_Tareas_.
1. Reproduce del texto sobre Chéjov el pasaje que arranca en las palabras "Antes de ser" y concluye tras las palabras "tiempo le acuciaba.".
2. Responde según el texto sobre Chéjov:
(a) ¿En qué año terminó Chéjov su carrera de medicina?
(b) ¿Cuántas grandes obras de teatro escribió en los veinte años que le permitió vivir la enfermedad?
(c) ¿Con qué obra llegó el Chéjov de madurez al Teatro del Arte de Moscú?

_Fragmento de lectura_.
◆ ◆ ◆ ◆

Antes de ser el que mejor conocemos, Antón Chéjov había sido otro en su juventud: Antosha
Chejonte. Lo había sido hasta el 1884, año crucial en su vida en el que acabó su carrera de
medicina, decidió dedicarse al oficio de escribir, abandonar el seudónimo y firmar con su
nombre de pila y en el que descubrió que estaba tuberculoso y que el tiempo le acuciaba.
En los veinte años que la enfermedad le permitió vivir, escribió rápido y certero centenares
de cuentos, cinco grandes obras de teatro y unas cuantas piezas dramáticas menores,
o simplemente, más cortas. Producción tan fecunda, y tan intensa, aplastó con su sobrepeso
la obra anterior, hasta casi el punto de anularla. Aquella abundante obra juvenil, ágil y cómica,
escrita con el objetivo de ganarse la vida y de contribuir al bienestar familiar, fue publicada en
revistas y periódicos y buena parte de ella drásticamente eliminada de sus Obras Completas o
considerada en el mejor de los casos, por él mismo y por su protector León Tolstoi, como obra
“de segunda”.
Sin embargo algunos de esos vigorosos y delirantes cuentos, esbozos, sátiras y diálogos
humorísticos, habían dado por mérito propio el salto desde el papel de periódico al tablado del
escenario. El autor confesó que había visto, con gran satisfacción, como muchos de ellos eran
adaptados por compañías de vodevil, para ser representados como cuadros independientes
en espectáculos que ahora consideraríamos de variedades. Antes de que el Chéjov de
madurez llegara con “La gaviota” al Teatro del Arte de Moscú, el Chejonte de juventud se
había despachado a gusto en teatros provincianos, casinos y cantinas. Y es que hay mucho
de Chéjov, y de Chejonte, que liga muy bien con esa forma de teatro tan de siempre, tan
itinerante, tan sufrido, tan humilde, tan directo, tan lejos de la solemnidad, en resumidas
cuentas.

◆ ◆ ◆ ◆

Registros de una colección
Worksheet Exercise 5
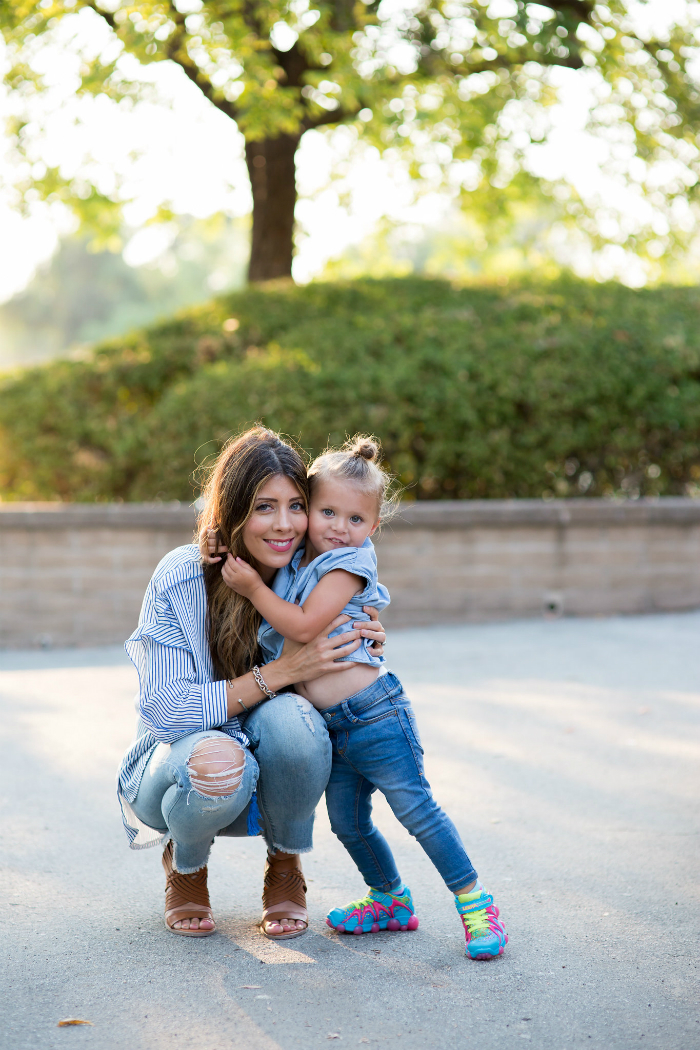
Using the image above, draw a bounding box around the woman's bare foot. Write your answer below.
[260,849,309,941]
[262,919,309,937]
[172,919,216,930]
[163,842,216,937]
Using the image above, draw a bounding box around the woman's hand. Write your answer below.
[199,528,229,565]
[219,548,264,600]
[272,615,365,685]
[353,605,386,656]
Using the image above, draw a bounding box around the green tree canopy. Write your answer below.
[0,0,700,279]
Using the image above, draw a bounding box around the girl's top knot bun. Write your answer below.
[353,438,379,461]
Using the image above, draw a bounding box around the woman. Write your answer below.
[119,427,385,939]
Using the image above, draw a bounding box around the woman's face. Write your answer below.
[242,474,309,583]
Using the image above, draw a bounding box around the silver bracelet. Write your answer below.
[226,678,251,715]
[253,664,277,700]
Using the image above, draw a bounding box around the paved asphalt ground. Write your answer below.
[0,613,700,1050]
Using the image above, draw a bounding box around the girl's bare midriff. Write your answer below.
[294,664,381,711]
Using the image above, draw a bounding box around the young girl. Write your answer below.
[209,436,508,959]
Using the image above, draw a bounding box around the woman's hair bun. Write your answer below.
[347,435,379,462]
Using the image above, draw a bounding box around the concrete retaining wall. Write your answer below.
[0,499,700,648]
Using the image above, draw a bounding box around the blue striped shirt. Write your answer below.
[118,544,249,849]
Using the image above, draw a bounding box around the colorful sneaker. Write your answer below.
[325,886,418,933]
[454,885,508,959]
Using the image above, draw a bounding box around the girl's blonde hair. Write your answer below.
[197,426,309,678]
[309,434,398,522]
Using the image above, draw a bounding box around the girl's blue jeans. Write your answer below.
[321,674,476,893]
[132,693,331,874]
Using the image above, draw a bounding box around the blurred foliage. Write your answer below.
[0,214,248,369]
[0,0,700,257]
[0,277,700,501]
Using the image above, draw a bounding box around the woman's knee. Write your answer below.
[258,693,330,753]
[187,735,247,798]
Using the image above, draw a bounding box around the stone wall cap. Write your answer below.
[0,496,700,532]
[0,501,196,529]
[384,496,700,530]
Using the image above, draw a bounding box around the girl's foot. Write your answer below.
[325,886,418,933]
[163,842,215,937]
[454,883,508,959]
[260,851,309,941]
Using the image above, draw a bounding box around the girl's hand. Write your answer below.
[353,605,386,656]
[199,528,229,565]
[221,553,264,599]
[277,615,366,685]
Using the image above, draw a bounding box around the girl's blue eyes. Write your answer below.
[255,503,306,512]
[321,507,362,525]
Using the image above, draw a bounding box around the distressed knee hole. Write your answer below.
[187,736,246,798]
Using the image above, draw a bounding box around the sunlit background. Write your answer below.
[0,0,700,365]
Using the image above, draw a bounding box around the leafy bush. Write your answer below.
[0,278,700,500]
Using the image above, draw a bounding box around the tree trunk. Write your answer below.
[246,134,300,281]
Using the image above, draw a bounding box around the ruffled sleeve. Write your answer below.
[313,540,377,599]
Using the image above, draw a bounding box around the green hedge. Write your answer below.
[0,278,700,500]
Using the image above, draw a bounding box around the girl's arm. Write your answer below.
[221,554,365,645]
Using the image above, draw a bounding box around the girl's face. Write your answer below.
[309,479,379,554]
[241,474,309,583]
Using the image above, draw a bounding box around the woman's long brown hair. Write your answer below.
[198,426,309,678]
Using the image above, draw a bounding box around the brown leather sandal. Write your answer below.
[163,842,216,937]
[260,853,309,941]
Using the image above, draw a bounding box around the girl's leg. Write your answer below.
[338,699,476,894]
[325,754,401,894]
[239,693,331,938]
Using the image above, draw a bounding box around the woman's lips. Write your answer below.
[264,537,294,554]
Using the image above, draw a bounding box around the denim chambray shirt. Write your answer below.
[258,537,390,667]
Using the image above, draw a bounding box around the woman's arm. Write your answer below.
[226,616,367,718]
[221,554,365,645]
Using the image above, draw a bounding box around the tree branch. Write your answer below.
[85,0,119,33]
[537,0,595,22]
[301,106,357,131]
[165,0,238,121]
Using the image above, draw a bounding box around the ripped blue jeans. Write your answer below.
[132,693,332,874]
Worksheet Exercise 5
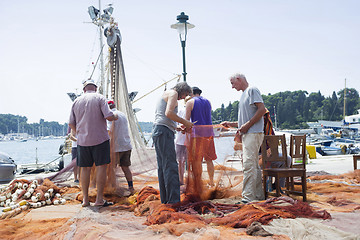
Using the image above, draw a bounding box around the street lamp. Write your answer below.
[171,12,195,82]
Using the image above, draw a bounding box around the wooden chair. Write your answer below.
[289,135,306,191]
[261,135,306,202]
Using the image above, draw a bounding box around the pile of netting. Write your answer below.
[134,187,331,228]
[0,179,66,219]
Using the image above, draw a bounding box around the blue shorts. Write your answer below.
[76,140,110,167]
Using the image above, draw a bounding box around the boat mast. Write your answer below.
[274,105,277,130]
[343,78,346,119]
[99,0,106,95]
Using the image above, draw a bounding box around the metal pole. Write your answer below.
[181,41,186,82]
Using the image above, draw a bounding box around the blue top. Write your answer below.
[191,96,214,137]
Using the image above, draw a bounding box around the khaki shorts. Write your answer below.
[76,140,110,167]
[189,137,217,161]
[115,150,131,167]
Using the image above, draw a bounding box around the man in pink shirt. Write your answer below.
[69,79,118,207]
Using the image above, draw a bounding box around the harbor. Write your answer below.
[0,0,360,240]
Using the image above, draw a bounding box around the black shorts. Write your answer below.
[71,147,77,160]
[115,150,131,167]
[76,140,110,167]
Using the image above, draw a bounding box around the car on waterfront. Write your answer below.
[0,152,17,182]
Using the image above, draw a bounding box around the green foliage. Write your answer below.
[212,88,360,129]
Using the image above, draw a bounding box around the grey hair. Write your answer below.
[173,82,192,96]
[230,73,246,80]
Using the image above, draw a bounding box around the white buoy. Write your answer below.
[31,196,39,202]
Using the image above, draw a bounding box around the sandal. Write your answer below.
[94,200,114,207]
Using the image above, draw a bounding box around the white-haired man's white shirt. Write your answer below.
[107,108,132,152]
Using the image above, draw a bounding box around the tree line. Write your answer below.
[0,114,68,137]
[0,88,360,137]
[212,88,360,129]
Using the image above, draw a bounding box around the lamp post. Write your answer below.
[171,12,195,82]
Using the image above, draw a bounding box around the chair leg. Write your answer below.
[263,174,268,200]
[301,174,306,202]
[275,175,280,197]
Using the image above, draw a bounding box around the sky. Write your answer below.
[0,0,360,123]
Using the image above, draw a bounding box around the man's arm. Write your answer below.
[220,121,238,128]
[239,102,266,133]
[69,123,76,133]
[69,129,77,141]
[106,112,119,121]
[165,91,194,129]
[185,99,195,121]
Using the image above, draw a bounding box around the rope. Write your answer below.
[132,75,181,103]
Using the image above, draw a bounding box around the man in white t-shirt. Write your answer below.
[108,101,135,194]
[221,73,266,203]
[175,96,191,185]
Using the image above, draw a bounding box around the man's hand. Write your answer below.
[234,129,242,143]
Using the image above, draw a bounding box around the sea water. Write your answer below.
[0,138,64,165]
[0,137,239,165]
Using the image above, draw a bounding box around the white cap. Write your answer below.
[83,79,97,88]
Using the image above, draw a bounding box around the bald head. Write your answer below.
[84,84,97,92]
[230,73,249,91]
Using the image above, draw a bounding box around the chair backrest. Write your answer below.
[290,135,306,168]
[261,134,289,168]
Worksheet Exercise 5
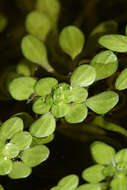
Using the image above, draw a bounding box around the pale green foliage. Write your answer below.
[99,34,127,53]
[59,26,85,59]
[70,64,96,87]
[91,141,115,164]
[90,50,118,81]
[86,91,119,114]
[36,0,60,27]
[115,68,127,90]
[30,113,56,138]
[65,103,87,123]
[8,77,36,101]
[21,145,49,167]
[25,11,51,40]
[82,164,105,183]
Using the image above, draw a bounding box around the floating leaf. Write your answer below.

◆ ◆ ◆ ◆

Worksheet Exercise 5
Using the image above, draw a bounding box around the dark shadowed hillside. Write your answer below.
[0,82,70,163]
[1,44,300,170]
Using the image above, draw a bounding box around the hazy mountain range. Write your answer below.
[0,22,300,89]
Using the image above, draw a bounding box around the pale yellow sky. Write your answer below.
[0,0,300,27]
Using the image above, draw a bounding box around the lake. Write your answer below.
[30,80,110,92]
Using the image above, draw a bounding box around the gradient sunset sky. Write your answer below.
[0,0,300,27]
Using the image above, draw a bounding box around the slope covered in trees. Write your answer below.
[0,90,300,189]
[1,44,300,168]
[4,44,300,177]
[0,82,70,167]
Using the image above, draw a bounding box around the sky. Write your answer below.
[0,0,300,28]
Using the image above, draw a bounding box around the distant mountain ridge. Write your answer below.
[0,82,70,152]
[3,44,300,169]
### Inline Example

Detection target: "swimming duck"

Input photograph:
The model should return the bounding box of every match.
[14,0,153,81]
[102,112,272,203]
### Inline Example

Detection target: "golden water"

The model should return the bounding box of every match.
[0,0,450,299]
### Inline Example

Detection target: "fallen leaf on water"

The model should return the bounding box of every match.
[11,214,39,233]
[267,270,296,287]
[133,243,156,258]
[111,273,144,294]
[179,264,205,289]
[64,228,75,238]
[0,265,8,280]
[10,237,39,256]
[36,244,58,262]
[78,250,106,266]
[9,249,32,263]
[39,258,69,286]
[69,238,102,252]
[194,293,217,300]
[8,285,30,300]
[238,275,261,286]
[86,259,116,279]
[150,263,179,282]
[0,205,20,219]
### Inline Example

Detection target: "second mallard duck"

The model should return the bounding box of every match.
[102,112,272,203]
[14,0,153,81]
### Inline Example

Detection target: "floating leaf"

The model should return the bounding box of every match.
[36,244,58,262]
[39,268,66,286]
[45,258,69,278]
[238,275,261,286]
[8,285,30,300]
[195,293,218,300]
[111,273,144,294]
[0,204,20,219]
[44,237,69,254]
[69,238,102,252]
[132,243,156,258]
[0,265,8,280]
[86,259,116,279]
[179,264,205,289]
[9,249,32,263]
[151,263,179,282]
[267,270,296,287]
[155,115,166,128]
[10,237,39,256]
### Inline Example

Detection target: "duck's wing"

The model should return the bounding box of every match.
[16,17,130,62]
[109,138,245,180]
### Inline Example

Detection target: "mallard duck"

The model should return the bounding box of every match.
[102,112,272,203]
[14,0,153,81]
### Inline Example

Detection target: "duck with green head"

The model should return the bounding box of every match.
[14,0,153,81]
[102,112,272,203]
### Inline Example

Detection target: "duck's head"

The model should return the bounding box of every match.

◆ ◆ ◆ ◆

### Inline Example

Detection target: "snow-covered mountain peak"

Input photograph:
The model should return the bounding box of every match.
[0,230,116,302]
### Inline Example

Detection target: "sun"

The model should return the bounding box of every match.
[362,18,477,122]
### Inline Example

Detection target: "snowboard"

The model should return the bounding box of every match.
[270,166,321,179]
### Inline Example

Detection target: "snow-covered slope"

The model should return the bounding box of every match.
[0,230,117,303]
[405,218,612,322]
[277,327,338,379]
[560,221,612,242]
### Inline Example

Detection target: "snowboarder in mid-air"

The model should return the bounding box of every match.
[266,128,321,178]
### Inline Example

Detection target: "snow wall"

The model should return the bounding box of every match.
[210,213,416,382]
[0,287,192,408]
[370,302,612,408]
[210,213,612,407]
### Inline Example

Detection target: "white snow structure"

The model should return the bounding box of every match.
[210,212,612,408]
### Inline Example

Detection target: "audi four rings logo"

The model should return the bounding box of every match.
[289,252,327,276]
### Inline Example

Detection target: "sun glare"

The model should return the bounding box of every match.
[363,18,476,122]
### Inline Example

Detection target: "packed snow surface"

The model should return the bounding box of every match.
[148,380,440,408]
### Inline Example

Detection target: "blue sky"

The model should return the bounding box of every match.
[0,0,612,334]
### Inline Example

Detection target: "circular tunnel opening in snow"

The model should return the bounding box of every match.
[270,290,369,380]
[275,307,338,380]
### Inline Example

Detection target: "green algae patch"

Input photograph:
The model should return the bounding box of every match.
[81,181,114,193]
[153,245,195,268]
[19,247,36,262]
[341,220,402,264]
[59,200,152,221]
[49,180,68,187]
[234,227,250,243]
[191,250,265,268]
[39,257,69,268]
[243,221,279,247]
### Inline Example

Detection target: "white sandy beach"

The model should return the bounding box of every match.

◆ ◆ ◆ ◆

_Respuestas por número_.
1.
Antes de ser el que mejor conocemos, Antón Chéjov había sido otro en su juventud: Antosha
Chejonte. Lo había sido hasta el 1884, año crucial en su vida en el que acabó su carrera de
medicina, decidió dedicarse al oficio de escribir, abandonar el seudónimo y firmar con su
nombre de pila y en el que descubrió que estaba tuberculoso y que el tiempo le acuciaba.

2.
(a) En 1884.
(b) Cinco.
(c) Con "La gaviota".